• [Task details]: How many lines in the records below contain the string "marble"? Case counts. Reply with the number alone.

• [Stored dataset items]:

----------

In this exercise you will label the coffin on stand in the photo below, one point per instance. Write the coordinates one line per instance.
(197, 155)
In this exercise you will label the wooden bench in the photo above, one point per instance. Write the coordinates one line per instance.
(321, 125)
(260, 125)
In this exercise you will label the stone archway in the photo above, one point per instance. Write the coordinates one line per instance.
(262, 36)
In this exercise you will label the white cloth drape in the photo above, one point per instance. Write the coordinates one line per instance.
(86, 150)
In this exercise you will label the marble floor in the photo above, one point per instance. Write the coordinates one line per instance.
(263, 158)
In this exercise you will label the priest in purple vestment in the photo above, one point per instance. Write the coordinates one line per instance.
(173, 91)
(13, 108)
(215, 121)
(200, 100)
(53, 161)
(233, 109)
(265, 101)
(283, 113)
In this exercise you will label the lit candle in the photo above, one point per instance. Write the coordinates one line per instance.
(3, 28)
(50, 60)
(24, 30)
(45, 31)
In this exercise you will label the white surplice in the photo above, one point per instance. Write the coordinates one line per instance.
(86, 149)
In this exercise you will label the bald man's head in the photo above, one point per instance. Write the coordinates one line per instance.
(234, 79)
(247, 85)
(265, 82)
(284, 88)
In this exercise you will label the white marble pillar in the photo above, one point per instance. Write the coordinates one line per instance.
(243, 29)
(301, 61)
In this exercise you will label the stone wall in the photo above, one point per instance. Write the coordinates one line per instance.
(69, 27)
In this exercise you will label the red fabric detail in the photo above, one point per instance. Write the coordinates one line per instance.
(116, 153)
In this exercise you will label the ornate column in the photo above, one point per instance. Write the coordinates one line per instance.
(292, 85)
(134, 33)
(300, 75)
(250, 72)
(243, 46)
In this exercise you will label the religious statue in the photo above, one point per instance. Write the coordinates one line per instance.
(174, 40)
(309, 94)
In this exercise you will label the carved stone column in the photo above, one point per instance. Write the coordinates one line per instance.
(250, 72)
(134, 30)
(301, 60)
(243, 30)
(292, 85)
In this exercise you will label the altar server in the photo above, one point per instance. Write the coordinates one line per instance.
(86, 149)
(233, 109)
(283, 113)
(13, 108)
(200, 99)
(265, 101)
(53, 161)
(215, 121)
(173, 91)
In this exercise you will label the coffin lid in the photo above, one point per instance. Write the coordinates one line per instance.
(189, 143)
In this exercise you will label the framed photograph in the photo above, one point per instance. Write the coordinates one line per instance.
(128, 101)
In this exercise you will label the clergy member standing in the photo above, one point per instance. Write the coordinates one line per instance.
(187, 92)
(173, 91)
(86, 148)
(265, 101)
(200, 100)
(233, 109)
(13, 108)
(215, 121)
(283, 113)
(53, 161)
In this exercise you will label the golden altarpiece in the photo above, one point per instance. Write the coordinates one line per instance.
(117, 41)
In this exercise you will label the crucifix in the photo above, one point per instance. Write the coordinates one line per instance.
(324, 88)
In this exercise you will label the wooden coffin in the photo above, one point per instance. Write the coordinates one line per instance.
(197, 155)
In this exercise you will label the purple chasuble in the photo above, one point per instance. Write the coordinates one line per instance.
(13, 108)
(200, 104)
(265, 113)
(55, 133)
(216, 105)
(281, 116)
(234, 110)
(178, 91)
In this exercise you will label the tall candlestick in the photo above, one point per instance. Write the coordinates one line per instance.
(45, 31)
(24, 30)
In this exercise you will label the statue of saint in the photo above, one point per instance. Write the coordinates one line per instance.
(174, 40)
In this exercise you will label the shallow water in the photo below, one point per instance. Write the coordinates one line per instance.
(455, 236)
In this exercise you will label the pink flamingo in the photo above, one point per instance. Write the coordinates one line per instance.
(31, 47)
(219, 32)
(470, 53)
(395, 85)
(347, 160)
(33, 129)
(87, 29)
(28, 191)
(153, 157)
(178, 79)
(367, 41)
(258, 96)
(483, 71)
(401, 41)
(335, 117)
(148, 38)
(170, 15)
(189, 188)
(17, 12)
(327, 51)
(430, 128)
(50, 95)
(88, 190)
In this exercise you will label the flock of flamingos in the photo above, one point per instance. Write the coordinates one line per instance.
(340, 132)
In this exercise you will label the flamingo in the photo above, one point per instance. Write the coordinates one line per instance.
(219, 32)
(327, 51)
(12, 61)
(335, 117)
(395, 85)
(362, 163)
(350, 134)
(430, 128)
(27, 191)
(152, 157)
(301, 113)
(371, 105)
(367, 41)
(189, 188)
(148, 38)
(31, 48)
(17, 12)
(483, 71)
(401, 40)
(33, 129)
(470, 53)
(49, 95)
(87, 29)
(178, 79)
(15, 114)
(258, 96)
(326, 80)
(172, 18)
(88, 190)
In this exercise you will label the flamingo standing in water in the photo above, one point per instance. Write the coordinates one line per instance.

----------

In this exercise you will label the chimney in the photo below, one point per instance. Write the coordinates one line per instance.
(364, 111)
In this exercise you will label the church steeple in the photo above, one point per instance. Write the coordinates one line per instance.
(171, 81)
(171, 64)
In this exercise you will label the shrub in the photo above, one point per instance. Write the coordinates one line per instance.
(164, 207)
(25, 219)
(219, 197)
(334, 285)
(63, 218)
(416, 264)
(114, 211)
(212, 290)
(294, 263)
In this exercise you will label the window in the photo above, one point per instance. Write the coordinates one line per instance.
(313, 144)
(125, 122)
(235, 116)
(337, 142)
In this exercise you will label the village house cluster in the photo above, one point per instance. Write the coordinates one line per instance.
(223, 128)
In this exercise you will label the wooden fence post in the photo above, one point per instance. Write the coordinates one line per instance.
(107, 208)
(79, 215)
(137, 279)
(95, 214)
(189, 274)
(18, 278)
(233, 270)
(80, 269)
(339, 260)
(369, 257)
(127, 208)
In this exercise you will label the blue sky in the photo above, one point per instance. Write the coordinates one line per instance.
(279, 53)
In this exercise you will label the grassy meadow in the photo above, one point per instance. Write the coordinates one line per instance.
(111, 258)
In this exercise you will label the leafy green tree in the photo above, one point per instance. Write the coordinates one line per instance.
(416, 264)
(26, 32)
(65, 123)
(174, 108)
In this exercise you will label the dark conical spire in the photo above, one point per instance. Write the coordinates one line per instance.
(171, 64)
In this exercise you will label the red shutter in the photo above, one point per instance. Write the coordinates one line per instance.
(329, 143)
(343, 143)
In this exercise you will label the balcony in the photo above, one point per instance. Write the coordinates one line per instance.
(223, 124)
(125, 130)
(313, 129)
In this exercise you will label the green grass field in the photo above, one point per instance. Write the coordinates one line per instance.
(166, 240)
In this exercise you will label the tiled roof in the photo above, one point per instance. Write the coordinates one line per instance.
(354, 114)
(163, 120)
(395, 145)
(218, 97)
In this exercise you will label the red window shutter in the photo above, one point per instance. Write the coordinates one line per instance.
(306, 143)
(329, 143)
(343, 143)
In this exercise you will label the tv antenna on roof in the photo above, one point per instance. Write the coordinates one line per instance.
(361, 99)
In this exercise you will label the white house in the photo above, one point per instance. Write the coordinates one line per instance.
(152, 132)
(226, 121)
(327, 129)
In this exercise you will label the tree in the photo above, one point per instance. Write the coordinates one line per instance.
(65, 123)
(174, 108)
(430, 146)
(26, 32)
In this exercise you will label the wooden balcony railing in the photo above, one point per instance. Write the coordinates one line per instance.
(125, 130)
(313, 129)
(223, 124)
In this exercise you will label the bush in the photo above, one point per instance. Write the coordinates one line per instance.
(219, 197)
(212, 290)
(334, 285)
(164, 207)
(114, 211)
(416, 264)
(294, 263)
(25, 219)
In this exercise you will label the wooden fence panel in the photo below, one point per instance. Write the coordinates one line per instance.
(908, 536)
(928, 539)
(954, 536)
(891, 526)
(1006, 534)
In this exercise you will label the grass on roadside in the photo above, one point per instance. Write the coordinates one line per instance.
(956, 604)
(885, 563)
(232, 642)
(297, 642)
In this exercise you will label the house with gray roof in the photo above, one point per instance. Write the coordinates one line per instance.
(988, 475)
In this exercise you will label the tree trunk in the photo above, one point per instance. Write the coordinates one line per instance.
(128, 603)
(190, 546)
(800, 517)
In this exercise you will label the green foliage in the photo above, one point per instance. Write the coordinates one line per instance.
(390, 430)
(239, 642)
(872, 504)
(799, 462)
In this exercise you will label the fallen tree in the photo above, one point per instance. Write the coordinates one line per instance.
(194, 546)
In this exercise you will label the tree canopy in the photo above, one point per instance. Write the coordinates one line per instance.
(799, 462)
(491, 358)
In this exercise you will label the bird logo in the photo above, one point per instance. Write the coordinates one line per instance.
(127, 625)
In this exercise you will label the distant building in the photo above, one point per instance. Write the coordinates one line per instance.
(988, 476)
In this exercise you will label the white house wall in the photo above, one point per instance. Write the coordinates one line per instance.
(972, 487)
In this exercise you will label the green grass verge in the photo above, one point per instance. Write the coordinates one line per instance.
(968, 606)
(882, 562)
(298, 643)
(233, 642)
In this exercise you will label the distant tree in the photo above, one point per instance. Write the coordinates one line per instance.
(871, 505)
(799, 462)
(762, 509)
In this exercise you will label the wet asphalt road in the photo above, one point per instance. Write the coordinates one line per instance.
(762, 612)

----------

• [Complete response]: 2